Kaynak:
# # # # # # #

Bugün Kıbrıs konusundaki gelişmelerle ilgili birkaç farklı noktaya dikkatleri çekmek görüşlerimi ortaya koymak istiyorum.
Birincisi şu; Rum tarafında artan Türkler için bir şey yapma merakı söz konusu…
Rum lider Hristodulidis bazı Türk gazetecileri AB toplantısına götürüyor…
Kendi ifadesine göre bazı Kıbrıslı Türklerle Eylül ayında açıklayacağını söylediği Kıbrıs Türklerine yönelik “paket” üzerine çalışıyor.
AKEL bu önerilere ilişkin görüşlerini Hristodulidis’e sunduğunu belirtiyor.
Hristodulidis açıklamadan AKEL ansızın önerilerini HARAVGİ’den önce YENİDÜZEN’e veriyor.
Yenidüzen bu önerileri bir gün değil iki gün üst üste yayınlıyor ve CTP Genel Sekreteri’nden değerlendirme alıyor.
CTP Genel Sekreteri bu görüşlere, bu tutuma karşı çıkmıyor, “yetmez” diyor, Rumlarla federasyon kurmaktan başka çaremiz olmadığını iddia ediyor.
Hristodulidis AB tarafından Türkiye’ye havuç verilerek, Türkiye’nin KKTC yöneticilerini masaya oturtmasını istiyor, CTP ad-hoc komite kurarak Kıbrıs Türklerinin AB’ye yakınlaştırılmasını savunuyor.
Neden?
“Düğün değil bayram değil, enişte neden öpüyor ve/ veya öpmek istiyor?”

# # # # # # #

Verilen görev 1:
Kıbrıs üzerine yazıya göre aşağıdaki soruları yanıtlayın.
(a) Hristodulidis, Kıbrıs Türklerine yönelik "paket"i hangi ayda açıklayacağını söylüyor?
(b) AKEL önerilerini HARAVGİ'den önce hangi gazeteye veriyor?
(c) CTP, Kıbrıs Türklerinin AB'ye yakınlaştırılmasını ne kurarak savunuyor?

# # # # # # #

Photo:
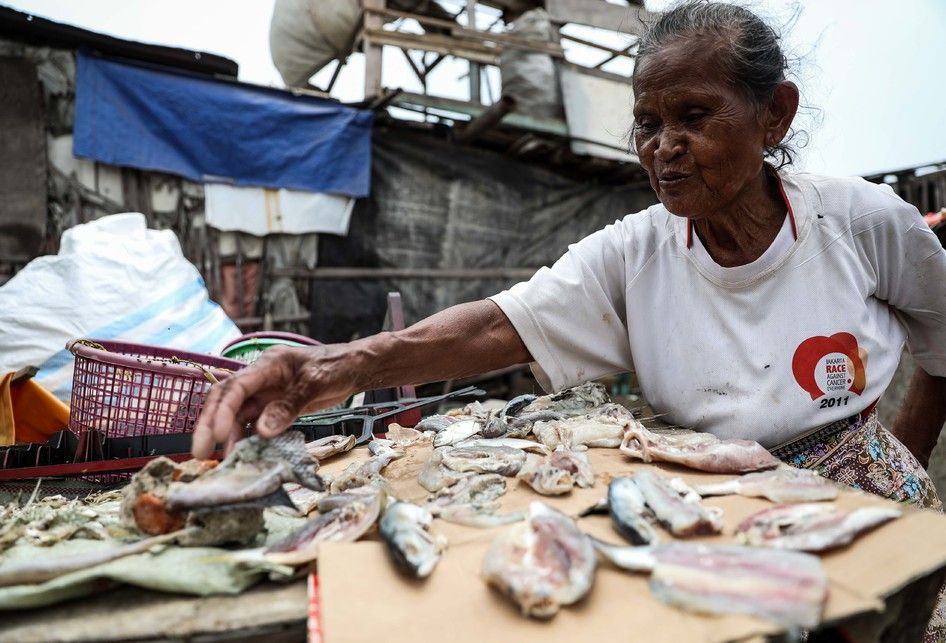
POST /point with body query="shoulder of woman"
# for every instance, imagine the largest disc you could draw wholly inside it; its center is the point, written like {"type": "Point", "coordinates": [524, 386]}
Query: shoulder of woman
{"type": "Point", "coordinates": [853, 202]}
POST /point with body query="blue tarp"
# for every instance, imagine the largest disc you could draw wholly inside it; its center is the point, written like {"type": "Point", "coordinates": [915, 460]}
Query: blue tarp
{"type": "Point", "coordinates": [218, 131]}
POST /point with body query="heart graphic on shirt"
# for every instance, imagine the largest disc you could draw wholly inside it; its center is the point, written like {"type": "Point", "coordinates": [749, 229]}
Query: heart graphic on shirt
{"type": "Point", "coordinates": [833, 362]}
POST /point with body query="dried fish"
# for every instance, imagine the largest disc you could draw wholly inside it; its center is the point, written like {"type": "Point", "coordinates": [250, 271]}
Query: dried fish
{"type": "Point", "coordinates": [358, 474]}
{"type": "Point", "coordinates": [344, 524]}
{"type": "Point", "coordinates": [701, 451]}
{"type": "Point", "coordinates": [680, 516]}
{"type": "Point", "coordinates": [47, 521]}
{"type": "Point", "coordinates": [507, 422]}
{"type": "Point", "coordinates": [405, 530]}
{"type": "Point", "coordinates": [435, 476]}
{"type": "Point", "coordinates": [305, 500]}
{"type": "Point", "coordinates": [810, 526]}
{"type": "Point", "coordinates": [573, 401]}
{"type": "Point", "coordinates": [505, 461]}
{"type": "Point", "coordinates": [788, 588]}
{"type": "Point", "coordinates": [255, 469]}
{"type": "Point", "coordinates": [629, 513]}
{"type": "Point", "coordinates": [557, 473]}
{"type": "Point", "coordinates": [478, 491]}
{"type": "Point", "coordinates": [541, 564]}
{"type": "Point", "coordinates": [404, 437]}
{"type": "Point", "coordinates": [326, 447]}
{"type": "Point", "coordinates": [583, 431]}
{"type": "Point", "coordinates": [364, 494]}
{"type": "Point", "coordinates": [473, 502]}
{"type": "Point", "coordinates": [31, 572]}
{"type": "Point", "coordinates": [785, 484]}
{"type": "Point", "coordinates": [469, 516]}
{"type": "Point", "coordinates": [516, 405]}
{"type": "Point", "coordinates": [514, 443]}
{"type": "Point", "coordinates": [457, 432]}
{"type": "Point", "coordinates": [436, 423]}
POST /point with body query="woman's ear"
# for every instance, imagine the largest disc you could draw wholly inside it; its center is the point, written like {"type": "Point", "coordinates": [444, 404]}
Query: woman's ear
{"type": "Point", "coordinates": [778, 118]}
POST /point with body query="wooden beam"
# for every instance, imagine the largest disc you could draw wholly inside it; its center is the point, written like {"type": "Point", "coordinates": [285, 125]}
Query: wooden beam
{"type": "Point", "coordinates": [474, 69]}
{"type": "Point", "coordinates": [468, 49]}
{"type": "Point", "coordinates": [601, 14]}
{"type": "Point", "coordinates": [459, 31]}
{"type": "Point", "coordinates": [595, 45]}
{"type": "Point", "coordinates": [404, 273]}
{"type": "Point", "coordinates": [372, 50]}
{"type": "Point", "coordinates": [487, 120]}
{"type": "Point", "coordinates": [523, 121]}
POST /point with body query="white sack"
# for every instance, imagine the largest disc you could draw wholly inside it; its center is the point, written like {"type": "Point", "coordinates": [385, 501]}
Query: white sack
{"type": "Point", "coordinates": [112, 279]}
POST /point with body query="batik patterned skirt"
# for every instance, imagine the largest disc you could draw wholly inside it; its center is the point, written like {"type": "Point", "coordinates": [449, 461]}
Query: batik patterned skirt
{"type": "Point", "coordinates": [861, 453]}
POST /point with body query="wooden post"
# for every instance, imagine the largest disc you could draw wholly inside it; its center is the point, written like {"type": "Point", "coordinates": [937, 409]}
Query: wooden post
{"type": "Point", "coordinates": [475, 68]}
{"type": "Point", "coordinates": [372, 21]}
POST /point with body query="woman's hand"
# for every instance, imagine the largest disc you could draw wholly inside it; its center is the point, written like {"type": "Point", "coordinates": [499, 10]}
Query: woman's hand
{"type": "Point", "coordinates": [281, 385]}
{"type": "Point", "coordinates": [284, 383]}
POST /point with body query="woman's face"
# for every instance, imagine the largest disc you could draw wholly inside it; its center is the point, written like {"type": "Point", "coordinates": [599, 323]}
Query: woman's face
{"type": "Point", "coordinates": [700, 140]}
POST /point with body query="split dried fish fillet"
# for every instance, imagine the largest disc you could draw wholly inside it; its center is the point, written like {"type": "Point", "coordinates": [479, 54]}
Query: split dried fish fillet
{"type": "Point", "coordinates": [434, 476]}
{"type": "Point", "coordinates": [405, 530]}
{"type": "Point", "coordinates": [541, 564]}
{"type": "Point", "coordinates": [557, 473]}
{"type": "Point", "coordinates": [514, 443]}
{"type": "Point", "coordinates": [583, 431]}
{"type": "Point", "coordinates": [505, 461]}
{"type": "Point", "coordinates": [785, 484]}
{"type": "Point", "coordinates": [629, 513]}
{"type": "Point", "coordinates": [788, 588]}
{"type": "Point", "coordinates": [810, 526]}
{"type": "Point", "coordinates": [343, 524]}
{"type": "Point", "coordinates": [701, 451]}
{"type": "Point", "coordinates": [457, 432]}
{"type": "Point", "coordinates": [577, 400]}
{"type": "Point", "coordinates": [682, 517]}
{"type": "Point", "coordinates": [255, 469]}
{"type": "Point", "coordinates": [326, 447]}
{"type": "Point", "coordinates": [30, 572]}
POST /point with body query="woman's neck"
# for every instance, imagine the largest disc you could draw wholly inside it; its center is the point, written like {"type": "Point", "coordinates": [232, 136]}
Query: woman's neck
{"type": "Point", "coordinates": [741, 233]}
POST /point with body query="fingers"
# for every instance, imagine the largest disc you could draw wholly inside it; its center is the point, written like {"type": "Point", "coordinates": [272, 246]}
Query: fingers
{"type": "Point", "coordinates": [276, 417]}
{"type": "Point", "coordinates": [223, 405]}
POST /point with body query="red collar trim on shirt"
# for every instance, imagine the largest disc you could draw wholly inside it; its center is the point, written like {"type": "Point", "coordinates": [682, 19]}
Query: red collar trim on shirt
{"type": "Point", "coordinates": [788, 204]}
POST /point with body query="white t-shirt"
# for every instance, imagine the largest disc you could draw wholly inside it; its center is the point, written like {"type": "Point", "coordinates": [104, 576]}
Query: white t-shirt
{"type": "Point", "coordinates": [809, 333]}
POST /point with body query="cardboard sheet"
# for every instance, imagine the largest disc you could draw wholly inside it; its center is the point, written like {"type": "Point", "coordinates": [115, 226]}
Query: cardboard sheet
{"type": "Point", "coordinates": [456, 604]}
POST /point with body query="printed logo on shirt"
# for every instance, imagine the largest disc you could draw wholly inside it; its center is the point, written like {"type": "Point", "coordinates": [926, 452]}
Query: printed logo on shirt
{"type": "Point", "coordinates": [830, 365]}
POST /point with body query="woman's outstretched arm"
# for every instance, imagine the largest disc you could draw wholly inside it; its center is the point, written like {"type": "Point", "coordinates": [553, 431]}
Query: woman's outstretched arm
{"type": "Point", "coordinates": [284, 383]}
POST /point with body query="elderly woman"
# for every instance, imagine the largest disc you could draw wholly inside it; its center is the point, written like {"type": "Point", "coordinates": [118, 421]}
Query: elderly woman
{"type": "Point", "coordinates": [751, 303]}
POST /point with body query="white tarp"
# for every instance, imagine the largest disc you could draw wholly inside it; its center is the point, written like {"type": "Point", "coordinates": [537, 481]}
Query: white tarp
{"type": "Point", "coordinates": [260, 211]}
{"type": "Point", "coordinates": [598, 110]}
{"type": "Point", "coordinates": [112, 279]}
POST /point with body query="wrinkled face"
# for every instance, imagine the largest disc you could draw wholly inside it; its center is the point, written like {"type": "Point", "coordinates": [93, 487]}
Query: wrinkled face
{"type": "Point", "coordinates": [699, 138]}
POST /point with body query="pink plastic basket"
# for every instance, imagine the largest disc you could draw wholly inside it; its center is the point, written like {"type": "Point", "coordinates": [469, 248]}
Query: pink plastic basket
{"type": "Point", "coordinates": [125, 390]}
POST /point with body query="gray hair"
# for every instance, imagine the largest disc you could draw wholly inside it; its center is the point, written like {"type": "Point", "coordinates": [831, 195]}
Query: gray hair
{"type": "Point", "coordinates": [751, 52]}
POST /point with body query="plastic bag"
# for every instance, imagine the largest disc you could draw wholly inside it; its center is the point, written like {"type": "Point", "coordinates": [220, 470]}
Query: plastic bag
{"type": "Point", "coordinates": [112, 279]}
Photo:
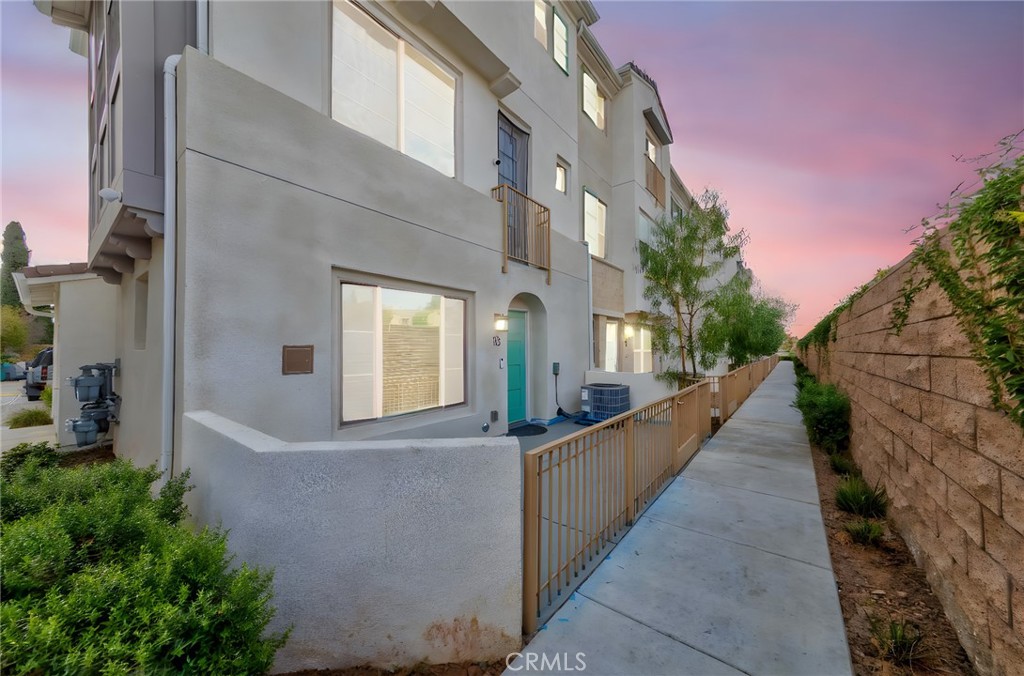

# # # # # # #

Verilen görev 2: Yukarıdaki satırlardan "sack" dizesini içerenlerin hepsini listeleyin. Büyük ve küçük harf ayrımı dikkate alınmalıdır.

Doğru çıktı 1:
(a) Eylül ayında.
(b) YENİDÜZEN'e.
(c) Ad-hoc komite kurarak.

Doğru çıktı 2:
POST /point with body query="white sack"
Query: white sack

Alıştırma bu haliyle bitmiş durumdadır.